### EXCERPTED PASSAGE

------------------------

This week somehow marks the halfway point of my summer. Although the heat is stagnant and unrelenting, my internship is zipping right along!
You know what else is zipping right along? The subway.
This week’s assignment was all about planes, trains, and automobiles, although the majority of my research focused on the middle (zho1ng) category.
Yesterday, China launched its version of the “Pink Car,” which they have renamed the “Ladies First Car.” Peony was interested in tracking the public opinion, so she asked me to write an article about the reception of women-only subway cars. I earnestly took on the project. The label is ladies first, after all.
In early 2015, China administrators made the decision to turn the subway cars Pepto Bismol pink in an effort to combat the alarming reports of sexual assault on public transportation. Although banal internet netizens continue to debate the accuracy of reports, about 30% of women ages 16 to 25 report either being a victim of or being a witness to sexual assault on the subway. There aren’t any numbers that reflect the instance of sexual assault for women with disabilities, but my experience at OPO is enough for me to conclude the numbers are probably higher.
The women-only cars are available during peak commuter hours in the morning and evening; they are demarcated by a pink boarding deck and a spattering of flower stickies on the glass doors. The interior of the car is also filled with flower stickers. The adhesive garden sticks to the pink theme. Pictures of full subways cars show men amidst the magnolias. There are no real means of enforcement yet, so many men choose to black out the pink when the other cars are full.

------------------------

### INFORMATION SUPPLIED
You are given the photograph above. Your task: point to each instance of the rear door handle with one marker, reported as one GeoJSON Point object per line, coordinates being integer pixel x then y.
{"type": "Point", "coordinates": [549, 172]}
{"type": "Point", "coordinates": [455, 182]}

------------------------

### PARTS OF THE EXERCISE
[a] According to the blog post, when are the women-only subway cars available?
[b] Copy from the blog post the stretch from "In early 2015, China" through "are probably higher.".
The listing has nothing to do with the blog post.

### TASK-BY-TASK ANSWERS
[a] They are available during peak commuter hours in the morning and evening.

[b]
In early 2015, China administrators made the decision to turn the subway cars Pepto Bismol pink in an effort to combat the alarming reports of sexual assault on public transportation. Although banal internet netizens continue to debate the accuracy of reports, about 30% of women ages 16 to 25 report either being a victim of or being a witness to sexual assault on the subway. There aren’t any numbers that reflect the instance of sexual assault for women with disabilities, but my experience at OPO is enough for me to conclude the numbers are probably higher.